- **GOAL**:
Rewrite the lines from the start of the records up to and including the line with "0,0 -> 150,56" as a JSON list of strings, one string per line, leaving out blank lines.

(Entries drawn from a collection)
----------------

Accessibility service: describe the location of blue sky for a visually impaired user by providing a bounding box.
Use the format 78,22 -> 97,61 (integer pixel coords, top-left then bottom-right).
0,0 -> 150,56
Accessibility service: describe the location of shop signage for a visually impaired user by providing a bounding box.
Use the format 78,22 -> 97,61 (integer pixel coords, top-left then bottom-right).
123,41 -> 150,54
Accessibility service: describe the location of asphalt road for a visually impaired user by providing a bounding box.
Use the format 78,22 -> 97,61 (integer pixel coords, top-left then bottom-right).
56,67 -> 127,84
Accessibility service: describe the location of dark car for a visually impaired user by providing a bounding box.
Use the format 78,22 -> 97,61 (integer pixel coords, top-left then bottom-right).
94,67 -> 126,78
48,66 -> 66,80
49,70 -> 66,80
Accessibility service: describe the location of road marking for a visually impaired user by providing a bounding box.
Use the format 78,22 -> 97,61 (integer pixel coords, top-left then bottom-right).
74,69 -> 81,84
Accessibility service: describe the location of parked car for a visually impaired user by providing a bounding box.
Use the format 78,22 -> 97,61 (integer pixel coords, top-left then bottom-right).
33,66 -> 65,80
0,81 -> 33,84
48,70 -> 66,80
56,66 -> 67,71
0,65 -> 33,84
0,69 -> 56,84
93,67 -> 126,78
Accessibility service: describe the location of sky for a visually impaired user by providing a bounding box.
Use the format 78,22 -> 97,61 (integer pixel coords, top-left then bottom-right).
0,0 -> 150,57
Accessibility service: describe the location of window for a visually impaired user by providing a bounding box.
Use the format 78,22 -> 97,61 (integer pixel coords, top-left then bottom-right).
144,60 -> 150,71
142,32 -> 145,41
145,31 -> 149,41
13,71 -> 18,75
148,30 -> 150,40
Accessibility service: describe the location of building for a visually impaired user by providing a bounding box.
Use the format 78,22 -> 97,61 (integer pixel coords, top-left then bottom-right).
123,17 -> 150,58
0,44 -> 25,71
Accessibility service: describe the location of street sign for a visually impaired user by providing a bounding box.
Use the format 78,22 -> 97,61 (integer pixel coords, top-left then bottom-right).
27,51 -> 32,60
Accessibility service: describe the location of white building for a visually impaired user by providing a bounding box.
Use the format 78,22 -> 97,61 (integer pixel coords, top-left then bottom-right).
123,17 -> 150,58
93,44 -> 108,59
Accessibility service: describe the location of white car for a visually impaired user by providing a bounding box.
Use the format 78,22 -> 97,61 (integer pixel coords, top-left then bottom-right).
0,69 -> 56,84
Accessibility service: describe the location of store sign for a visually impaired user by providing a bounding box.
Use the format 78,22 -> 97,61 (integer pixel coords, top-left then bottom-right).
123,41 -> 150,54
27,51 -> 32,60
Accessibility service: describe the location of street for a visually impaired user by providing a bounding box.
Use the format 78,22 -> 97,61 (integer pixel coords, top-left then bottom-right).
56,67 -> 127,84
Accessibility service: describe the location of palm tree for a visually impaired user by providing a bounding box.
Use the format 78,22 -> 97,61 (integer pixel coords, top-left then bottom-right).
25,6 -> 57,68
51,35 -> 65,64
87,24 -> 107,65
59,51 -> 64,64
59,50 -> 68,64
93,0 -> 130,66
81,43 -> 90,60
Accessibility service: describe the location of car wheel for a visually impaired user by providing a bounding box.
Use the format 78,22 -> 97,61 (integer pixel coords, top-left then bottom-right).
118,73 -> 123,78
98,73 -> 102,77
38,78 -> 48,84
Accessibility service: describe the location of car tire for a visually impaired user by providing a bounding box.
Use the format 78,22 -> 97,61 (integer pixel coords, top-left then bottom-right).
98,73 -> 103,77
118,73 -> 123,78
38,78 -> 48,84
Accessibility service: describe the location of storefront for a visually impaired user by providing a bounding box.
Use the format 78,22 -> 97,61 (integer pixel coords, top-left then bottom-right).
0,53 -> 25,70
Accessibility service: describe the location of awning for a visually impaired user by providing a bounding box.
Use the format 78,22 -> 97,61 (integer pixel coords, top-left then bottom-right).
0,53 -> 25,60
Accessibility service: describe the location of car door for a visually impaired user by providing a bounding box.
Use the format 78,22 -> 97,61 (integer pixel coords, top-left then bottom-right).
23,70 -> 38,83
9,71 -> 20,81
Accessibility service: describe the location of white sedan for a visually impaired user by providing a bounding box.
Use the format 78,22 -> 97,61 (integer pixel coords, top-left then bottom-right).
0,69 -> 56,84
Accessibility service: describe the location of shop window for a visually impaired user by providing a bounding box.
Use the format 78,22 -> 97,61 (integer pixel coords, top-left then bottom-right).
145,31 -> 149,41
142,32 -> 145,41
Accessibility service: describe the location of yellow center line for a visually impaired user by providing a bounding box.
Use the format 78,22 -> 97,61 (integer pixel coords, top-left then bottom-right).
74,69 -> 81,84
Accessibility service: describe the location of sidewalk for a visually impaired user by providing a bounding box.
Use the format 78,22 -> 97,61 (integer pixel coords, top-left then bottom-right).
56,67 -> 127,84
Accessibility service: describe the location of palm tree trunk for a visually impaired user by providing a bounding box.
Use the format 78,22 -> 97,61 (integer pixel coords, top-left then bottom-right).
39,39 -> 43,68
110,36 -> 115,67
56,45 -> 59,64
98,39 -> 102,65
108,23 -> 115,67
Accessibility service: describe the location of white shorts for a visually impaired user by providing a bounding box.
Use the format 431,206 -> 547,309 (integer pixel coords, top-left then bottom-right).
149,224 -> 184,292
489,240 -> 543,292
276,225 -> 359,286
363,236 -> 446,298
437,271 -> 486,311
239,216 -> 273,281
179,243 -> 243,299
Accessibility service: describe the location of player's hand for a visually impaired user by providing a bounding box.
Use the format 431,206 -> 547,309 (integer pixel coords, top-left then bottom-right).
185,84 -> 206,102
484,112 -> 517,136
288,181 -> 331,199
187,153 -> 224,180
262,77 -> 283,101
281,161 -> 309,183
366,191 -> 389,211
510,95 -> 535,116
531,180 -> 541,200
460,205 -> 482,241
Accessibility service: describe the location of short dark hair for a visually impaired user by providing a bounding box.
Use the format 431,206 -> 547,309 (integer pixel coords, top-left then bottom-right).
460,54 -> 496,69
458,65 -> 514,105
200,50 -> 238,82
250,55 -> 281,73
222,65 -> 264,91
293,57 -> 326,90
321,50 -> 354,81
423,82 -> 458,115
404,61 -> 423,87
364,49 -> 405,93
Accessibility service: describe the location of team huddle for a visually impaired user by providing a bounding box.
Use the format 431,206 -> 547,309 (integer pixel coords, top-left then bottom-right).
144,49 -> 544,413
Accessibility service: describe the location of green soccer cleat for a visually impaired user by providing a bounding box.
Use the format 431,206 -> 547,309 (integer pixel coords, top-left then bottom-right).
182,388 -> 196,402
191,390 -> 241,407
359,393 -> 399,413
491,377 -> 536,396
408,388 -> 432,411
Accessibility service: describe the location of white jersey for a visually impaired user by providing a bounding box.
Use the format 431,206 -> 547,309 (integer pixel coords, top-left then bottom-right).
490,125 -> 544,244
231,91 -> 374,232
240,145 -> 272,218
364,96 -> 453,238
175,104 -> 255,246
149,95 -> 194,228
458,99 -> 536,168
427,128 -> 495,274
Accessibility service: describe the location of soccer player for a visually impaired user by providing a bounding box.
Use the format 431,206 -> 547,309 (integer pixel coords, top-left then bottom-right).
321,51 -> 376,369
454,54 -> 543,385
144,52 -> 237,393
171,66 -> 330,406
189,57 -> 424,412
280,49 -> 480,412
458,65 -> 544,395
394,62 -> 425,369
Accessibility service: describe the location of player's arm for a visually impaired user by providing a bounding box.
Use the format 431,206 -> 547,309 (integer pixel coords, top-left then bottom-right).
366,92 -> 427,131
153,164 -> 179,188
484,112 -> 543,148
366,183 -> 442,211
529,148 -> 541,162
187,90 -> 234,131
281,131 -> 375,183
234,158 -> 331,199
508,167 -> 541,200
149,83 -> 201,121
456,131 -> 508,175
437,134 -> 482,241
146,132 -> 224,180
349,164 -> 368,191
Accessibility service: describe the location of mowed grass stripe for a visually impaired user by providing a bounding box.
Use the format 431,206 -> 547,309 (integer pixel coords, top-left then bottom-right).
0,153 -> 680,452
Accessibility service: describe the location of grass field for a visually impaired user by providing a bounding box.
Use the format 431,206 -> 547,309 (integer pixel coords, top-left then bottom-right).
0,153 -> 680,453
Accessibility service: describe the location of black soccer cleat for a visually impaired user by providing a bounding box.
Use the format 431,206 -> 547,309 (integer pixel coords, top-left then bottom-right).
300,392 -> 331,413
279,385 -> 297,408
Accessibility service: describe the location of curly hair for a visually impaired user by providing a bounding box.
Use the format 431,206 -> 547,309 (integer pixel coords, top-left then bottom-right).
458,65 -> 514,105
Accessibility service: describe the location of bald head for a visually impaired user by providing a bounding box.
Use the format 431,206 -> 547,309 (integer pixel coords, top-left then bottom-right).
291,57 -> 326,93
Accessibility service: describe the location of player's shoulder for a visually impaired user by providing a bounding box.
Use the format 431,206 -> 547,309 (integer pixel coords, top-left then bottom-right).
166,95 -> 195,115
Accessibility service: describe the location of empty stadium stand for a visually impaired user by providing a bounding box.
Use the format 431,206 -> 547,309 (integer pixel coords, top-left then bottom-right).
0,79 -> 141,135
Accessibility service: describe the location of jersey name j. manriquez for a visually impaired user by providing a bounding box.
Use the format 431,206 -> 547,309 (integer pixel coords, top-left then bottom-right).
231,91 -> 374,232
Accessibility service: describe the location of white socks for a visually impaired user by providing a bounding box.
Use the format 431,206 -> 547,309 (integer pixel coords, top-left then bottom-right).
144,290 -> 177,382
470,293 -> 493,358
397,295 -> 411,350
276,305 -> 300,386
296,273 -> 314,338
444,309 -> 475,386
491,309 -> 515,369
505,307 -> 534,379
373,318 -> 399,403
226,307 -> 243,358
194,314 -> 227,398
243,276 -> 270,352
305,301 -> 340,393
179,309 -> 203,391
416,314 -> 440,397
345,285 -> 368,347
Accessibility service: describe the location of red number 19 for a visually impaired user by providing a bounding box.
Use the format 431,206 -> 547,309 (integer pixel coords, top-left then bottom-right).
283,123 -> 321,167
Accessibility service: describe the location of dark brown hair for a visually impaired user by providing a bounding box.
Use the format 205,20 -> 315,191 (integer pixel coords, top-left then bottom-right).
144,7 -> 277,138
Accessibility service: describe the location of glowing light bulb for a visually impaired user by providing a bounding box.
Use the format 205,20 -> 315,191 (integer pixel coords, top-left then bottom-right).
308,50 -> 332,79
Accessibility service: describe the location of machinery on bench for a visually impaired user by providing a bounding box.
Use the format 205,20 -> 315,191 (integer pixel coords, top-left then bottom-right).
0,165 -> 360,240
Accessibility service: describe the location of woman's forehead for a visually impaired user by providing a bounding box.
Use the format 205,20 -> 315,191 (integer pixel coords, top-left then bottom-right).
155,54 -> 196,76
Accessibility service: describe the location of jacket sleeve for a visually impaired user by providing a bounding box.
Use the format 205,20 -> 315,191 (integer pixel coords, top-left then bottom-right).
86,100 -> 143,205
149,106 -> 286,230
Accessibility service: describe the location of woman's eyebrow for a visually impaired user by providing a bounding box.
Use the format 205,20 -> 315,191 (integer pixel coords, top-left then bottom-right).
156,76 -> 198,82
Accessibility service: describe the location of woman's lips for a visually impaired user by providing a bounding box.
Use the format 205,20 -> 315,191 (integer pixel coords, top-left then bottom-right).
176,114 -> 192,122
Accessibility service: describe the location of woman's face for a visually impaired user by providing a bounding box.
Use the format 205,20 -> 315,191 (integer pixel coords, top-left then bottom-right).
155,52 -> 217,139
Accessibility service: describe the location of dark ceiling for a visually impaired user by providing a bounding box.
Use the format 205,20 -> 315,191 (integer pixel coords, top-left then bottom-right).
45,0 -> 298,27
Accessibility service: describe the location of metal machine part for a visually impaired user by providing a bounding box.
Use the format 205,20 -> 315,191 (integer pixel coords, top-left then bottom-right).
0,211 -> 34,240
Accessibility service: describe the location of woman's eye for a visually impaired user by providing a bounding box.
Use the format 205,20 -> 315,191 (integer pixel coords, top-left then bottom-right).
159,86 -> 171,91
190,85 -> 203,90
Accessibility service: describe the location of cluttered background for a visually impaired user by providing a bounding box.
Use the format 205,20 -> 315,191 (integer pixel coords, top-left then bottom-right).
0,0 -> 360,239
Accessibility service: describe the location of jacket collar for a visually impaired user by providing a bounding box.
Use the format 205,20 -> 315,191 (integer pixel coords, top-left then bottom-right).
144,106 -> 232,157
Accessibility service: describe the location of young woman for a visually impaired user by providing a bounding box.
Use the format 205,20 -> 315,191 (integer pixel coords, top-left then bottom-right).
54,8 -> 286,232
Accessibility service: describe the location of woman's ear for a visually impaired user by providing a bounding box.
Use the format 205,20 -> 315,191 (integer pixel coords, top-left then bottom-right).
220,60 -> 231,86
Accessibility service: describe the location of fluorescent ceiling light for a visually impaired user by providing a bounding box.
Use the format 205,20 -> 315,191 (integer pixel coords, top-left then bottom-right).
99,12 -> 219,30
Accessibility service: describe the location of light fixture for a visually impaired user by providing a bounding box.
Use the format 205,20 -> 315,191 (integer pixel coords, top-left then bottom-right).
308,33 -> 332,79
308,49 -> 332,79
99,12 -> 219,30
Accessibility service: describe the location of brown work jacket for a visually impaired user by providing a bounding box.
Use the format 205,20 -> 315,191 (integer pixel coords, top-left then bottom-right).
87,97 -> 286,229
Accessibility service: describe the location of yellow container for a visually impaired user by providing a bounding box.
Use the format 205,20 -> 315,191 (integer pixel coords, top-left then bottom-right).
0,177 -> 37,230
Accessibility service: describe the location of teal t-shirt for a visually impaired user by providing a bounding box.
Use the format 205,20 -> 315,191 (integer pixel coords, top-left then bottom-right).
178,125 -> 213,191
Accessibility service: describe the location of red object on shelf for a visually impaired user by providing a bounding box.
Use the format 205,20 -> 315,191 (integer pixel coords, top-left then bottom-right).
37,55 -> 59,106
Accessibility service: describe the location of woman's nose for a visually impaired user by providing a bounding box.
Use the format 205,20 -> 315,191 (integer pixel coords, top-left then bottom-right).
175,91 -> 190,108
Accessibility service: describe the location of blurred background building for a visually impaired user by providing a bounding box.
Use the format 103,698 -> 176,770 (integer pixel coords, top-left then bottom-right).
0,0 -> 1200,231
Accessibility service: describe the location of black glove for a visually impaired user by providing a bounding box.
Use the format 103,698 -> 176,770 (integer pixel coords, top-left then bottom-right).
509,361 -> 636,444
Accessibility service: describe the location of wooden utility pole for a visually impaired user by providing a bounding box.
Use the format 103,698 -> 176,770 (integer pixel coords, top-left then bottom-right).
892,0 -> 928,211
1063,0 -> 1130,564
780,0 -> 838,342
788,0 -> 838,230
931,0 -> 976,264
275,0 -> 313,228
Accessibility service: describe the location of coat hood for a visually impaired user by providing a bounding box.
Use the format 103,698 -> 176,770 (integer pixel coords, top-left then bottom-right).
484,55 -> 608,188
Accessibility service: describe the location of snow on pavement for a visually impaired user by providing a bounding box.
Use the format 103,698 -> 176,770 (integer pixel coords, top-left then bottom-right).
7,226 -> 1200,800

----------------

- **TASK RESULT**:
[
  "Accessibility service: describe the location of blue sky for a visually impaired user by providing a bounding box.",
  "Use the format 78,22 -> 97,61 (integer pixel coords, top-left then bottom-right).",
  "0,0 -> 150,56"
]